Data section:
<<<<

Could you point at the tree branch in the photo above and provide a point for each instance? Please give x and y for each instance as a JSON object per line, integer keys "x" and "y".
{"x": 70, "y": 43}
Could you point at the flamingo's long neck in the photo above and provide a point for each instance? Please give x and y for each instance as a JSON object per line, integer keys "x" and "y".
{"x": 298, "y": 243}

>>>>
<<<<

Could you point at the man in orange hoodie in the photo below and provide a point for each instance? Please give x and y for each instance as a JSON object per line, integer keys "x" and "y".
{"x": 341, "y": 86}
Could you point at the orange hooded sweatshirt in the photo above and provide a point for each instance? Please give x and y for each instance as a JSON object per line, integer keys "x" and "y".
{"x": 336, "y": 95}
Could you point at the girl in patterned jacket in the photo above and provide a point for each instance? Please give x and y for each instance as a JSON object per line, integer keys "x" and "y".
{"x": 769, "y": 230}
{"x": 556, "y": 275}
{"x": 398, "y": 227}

>>>>
<<<<

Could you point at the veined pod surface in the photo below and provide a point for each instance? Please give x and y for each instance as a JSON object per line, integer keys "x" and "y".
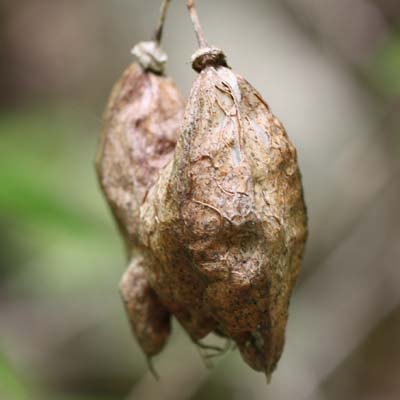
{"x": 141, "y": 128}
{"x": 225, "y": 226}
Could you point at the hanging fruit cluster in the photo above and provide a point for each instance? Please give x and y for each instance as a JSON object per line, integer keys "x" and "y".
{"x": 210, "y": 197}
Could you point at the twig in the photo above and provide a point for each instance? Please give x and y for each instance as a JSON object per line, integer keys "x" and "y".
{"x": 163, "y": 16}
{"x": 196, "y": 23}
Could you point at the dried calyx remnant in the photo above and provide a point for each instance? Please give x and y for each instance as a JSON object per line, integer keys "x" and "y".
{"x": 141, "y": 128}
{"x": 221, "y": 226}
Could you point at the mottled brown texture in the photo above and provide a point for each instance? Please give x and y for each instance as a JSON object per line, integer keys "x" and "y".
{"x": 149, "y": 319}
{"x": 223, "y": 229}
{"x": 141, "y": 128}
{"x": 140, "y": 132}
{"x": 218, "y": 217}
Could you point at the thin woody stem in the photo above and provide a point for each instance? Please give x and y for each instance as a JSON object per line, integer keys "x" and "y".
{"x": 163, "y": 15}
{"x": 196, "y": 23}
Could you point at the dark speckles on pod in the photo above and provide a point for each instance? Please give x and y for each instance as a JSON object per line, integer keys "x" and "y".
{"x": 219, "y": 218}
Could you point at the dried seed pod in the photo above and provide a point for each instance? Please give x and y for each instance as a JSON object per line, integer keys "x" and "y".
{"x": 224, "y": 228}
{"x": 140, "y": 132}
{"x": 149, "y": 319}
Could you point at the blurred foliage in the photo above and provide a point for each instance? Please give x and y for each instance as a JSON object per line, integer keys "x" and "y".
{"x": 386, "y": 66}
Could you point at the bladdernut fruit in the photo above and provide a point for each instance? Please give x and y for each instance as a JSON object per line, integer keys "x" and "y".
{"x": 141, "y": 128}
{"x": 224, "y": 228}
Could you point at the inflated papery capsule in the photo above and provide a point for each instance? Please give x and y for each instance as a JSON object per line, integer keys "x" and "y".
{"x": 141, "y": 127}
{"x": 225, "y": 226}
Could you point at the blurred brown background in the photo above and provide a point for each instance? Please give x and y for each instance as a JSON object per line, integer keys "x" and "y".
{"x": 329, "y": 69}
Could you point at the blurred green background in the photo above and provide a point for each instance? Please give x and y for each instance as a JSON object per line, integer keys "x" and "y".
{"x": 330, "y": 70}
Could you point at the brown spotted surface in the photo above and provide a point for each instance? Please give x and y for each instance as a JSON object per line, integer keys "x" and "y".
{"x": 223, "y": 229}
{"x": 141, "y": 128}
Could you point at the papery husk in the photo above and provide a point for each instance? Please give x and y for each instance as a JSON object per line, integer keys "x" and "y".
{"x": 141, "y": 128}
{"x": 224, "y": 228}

>>>>

Count the lines above that contain the word "dried". Reply with the number alone.

2